- _Problem description_
Copy out the entire Artemisia japonica article below word for word.

- _Document segment_
>>>>

Artemisia japonica, commonly known as the Japanese wormwood or the Oriental wormwood, is a species of wormwood in the family Asteraceae that is native to Japan, Korea, China, Southeast Asia, and the Indian Subcontinent.

==Description==
Artemisia japonica is a perennial herb growing up to 50-130 centimeters. The rootstock is thick, woody, and has a strong smell. The leaves are clustered at the rounded apex. The leaf blade is spatulate and oblong-obovate to broadly spatulate or flabellate. The achenes are brown and obovoid. The many nodding capitulas are ovoid or subglobose. 12-15 florets are yellow. The florets are bisexual, meaning that the species has male and female flowers. The flowering is from August to November. It is most commonly found in the months of August, September, and October. 82.3% of the time it was found it was a preserved sample, and 17.0% of the time it was observed by humans. It is most commonly found in the countries of China, Japan, and Korea.

Artemisia japonica has four varieties:

- Artemisia japonica var. hainanensis native to China.
- Artemisia japonica var. hallaisanensis native to Korea.
- Artemisia japonica var. japonica native to Japan.
- Artemisia japonica var. manshurica native to Northeastern China.

==Uses==
The young leaves are cooked and eaten. The adult leaves are used as a digestive. A decoction of the leaves can give hypertension if eaten too much. The juice from the plant is used to treat vaginitis and skin diseases. The powder from drying the plant is used as an incense. It is used in making antitoxifying and antifebrile drugs.

<<<<

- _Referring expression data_
>>>>

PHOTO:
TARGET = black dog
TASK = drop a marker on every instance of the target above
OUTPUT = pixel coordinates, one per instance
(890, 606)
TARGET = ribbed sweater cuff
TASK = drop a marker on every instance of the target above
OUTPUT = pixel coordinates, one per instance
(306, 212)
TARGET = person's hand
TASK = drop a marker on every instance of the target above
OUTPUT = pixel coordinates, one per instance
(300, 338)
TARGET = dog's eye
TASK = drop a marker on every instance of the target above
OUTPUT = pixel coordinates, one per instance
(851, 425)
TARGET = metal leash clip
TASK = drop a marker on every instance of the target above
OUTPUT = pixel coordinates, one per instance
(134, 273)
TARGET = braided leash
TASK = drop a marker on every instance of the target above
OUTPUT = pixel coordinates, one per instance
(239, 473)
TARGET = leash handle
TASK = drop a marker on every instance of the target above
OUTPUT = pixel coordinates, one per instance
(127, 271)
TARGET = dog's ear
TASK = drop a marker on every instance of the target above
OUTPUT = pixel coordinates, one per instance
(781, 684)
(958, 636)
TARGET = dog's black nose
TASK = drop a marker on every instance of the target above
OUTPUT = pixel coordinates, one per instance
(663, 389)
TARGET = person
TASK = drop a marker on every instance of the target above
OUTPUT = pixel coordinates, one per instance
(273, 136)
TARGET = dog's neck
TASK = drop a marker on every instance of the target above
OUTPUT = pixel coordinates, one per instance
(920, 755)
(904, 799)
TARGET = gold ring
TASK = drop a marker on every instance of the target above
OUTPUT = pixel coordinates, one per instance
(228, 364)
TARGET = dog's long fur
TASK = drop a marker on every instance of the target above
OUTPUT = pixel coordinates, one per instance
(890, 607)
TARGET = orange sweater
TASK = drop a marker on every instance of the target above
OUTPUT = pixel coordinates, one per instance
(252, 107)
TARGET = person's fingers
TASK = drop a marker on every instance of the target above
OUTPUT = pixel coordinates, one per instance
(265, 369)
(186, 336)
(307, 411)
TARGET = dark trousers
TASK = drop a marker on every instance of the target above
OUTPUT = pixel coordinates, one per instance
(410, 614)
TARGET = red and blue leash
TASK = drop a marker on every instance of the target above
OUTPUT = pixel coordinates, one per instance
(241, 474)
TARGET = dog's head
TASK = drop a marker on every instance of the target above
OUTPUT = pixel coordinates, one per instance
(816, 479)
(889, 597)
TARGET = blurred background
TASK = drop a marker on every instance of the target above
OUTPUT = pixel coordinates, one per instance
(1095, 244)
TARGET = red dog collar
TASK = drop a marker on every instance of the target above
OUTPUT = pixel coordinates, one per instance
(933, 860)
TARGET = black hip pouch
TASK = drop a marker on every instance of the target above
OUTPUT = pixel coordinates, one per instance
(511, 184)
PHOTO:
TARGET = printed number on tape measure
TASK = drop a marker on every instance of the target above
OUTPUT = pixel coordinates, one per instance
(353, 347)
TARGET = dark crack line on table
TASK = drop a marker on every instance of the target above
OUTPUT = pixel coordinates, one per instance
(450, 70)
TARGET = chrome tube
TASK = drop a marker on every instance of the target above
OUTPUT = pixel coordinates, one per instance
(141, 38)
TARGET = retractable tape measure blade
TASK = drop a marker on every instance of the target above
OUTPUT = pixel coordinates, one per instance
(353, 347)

<<<<

- _Exercise result_
Artemisia japonica, commonly known as the Japanese wormwood or the Oriental wormwood, is a species of wormwood in the family Asteraceae that is native to Japan, Korea, China, Southeast Asia, and the Indian Subcontinent.

==Description==
Artemisia japonica is a perennial herb growing up to 50-130 centimeters. The rootstock is thick, woody, and has a strong smell. The leaves are clustered at the rounded apex. The leaf blade is spatulate and oblong-obovate to broadly spatulate or flabellate. The achenes are brown and obovoid. The many nodding capitulas are ovoid or subglobose. 12-15 florets are yellow. The florets are bisexual, meaning that the species has male and female flowers. The flowering is from August to November. It is most commonly found in the months of August, September, and October. 82.3% of the time it was found it was a preserved sample, and 17.0% of the time it was observed by humans. It is most commonly found in the countries of China, Japan, and Korea.

Artemisia japonica has four varieties:

- Artemisia japonica var. hainanensis native to China.
- Artemisia japonica var. hallaisanensis native to Korea.
- Artemisia japonica var. japonica native to Japan.
- Artemisia japonica var. manshurica native to Northeastern China.

==Uses==
The young leaves are cooked and eaten. The adult leaves are used as a digestive. A decoction of the leaves can give hypertension if eaten too much. The juice from the plant is used to treat vaginitis and skin diseases. The powder from drying the plant is used as an incense. It is used in making antitoxifying and antifebrile drugs.